--- START OF Record set ---

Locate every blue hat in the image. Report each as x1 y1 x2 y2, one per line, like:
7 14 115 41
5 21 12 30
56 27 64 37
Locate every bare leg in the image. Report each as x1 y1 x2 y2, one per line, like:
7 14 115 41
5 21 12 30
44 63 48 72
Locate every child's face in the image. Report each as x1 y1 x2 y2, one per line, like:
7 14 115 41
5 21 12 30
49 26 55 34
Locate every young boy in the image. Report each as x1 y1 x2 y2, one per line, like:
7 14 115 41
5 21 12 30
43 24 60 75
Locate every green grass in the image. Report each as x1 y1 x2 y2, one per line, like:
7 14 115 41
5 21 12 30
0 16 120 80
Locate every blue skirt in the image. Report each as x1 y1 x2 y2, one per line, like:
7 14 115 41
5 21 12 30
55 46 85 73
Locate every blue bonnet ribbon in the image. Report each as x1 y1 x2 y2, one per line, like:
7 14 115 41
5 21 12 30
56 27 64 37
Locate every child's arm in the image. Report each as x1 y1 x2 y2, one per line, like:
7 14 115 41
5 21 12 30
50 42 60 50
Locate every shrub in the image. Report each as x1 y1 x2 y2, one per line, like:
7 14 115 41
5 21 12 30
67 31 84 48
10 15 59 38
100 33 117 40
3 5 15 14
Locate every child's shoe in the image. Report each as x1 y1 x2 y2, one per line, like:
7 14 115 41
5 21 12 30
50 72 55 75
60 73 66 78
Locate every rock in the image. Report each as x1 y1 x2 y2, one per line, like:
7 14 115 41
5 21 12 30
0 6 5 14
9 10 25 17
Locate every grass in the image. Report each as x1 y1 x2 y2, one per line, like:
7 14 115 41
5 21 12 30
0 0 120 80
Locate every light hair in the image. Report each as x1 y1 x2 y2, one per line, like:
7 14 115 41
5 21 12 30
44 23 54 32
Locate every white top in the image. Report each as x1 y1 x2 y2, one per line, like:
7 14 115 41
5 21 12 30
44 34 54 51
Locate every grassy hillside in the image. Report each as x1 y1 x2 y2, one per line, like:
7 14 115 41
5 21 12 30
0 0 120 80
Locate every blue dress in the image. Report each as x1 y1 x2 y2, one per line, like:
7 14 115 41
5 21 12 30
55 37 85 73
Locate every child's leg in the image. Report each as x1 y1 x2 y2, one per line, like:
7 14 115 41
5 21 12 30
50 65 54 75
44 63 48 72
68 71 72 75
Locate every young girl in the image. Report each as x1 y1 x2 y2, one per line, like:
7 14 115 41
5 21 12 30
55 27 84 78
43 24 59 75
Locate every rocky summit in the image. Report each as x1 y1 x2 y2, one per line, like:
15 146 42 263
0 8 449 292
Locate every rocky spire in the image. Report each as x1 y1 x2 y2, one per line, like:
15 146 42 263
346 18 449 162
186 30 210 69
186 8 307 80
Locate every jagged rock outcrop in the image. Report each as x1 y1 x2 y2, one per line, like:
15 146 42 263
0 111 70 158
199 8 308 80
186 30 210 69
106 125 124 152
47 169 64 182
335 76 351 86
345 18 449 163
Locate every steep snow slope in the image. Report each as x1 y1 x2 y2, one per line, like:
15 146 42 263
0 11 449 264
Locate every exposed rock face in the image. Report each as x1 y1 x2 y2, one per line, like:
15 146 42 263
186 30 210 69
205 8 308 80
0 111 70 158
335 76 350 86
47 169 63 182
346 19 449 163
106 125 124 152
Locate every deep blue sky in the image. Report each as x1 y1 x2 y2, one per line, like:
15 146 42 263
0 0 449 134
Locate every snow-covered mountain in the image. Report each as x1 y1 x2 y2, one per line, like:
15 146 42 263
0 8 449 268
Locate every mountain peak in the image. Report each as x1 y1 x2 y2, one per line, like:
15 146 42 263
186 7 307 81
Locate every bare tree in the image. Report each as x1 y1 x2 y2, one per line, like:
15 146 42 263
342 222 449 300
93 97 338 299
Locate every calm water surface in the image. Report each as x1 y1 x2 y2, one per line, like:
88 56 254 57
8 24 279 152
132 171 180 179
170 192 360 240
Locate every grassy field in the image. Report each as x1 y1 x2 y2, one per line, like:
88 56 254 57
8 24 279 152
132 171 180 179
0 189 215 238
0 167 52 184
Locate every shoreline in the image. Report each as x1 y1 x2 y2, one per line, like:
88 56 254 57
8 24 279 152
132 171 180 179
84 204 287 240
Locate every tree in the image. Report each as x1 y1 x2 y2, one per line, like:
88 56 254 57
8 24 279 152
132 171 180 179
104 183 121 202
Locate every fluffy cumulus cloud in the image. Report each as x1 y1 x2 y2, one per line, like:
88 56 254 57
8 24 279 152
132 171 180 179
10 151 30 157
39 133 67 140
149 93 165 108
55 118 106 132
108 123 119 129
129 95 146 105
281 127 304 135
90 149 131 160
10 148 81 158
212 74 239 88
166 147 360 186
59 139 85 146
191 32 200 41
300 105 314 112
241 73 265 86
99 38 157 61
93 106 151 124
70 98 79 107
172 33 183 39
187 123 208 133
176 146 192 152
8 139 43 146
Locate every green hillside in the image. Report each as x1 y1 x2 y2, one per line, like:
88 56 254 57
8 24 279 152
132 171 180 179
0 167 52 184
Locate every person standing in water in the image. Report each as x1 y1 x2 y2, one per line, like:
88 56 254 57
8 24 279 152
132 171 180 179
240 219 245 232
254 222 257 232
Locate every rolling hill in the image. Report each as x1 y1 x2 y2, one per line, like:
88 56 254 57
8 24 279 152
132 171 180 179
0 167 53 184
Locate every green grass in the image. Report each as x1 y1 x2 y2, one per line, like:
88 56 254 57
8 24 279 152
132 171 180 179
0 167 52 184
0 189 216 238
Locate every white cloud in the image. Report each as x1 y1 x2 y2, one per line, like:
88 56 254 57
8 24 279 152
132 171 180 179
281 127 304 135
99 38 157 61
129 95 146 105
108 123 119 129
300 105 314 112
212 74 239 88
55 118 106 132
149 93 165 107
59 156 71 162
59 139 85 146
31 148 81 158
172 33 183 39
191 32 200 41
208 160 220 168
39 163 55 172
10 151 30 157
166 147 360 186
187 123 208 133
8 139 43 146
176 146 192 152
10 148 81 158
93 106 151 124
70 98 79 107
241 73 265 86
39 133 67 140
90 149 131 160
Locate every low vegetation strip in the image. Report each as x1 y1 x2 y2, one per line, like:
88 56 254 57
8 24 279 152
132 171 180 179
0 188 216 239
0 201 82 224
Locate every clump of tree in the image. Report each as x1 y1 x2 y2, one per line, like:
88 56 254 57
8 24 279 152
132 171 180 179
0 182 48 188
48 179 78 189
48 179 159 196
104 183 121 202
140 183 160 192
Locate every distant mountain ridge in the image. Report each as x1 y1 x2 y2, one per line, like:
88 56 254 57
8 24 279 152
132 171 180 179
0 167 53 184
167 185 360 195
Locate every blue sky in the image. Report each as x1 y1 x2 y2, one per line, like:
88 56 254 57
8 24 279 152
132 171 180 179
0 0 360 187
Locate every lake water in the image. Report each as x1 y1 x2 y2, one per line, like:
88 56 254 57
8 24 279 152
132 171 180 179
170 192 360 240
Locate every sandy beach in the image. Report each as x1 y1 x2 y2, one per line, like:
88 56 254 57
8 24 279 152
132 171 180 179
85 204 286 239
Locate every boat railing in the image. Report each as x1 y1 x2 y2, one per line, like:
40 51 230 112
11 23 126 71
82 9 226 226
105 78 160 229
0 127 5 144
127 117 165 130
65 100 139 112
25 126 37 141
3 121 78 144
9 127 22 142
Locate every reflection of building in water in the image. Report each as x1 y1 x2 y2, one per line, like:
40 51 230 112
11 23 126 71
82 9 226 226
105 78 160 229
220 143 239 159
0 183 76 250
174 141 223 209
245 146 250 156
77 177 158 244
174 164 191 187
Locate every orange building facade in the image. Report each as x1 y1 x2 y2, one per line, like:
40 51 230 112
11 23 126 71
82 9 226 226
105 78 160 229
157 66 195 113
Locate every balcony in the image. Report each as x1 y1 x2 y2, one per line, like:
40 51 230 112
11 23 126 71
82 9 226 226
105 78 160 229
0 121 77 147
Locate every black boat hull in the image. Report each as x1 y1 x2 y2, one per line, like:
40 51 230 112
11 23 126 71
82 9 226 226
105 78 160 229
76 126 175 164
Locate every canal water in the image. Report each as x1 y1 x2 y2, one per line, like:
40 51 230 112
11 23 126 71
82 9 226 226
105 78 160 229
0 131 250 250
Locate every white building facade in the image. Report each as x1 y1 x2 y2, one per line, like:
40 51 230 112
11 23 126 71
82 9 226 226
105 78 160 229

--- END OF Record set ---

→ Exercise goal: Copy out every line between the lines holding "Locate every rolling" and "140 183 160 192", inclusive. Adjust only the box coordinates in the answers by adding -138 to each one.

→ Answer:
Locate every rolling hill in the image. Report each as x1 y1 x2 y2, one per line, like:
88 56 254 57
8 24 279 152
132 171 180 179
-138 29 -85 46
Locate every green grass in the image. Report each as x1 y1 x2 y2, one per line, like:
88 56 254 57
8 24 279 152
132 171 180 179
-138 29 -86 46
-138 51 78 100
Locate every white cloud in the image. Report each as x1 y1 x2 y2, one per line, like:
88 56 254 57
8 24 279 152
132 171 180 179
143 -11 166 -3
-39 -100 19 -77
-9 -43 8 -33
-30 -15 -19 -9
162 -33 176 -26
74 -64 101 -50
-83 -20 -32 -6
11 -45 27 -31
-79 18 -67 24
-79 1 -53 8
-107 10 -57 20
34 -105 45 -99
53 -106 62 -97
70 22 82 30
-99 25 -83 34
-128 13 -108 19
28 9 222 48
49 -15 70 -5
-130 1 -95 8
38 8 54 14
-128 10 -57 20
-45 -32 13 -14
-68 -40 -59 -31
103 -65 127 -52
-99 -5 -71 2
-48 11 -7 22
Locate every low vegetation strip in the image. Report each as x1 y1 x2 y2, one per line, like:
88 56 254 57
8 24 279 152
132 171 180 179
-138 50 78 101
-138 63 -56 86
Locate every clump of tree in the image. Report each as x1 y1 x2 y2, one per line, like:
88 56 254 57
8 24 279 152
132 171 180 179
-138 44 -90 50
-90 41 -60 51
-90 41 21 58
-34 45 -17 64
2 45 22 54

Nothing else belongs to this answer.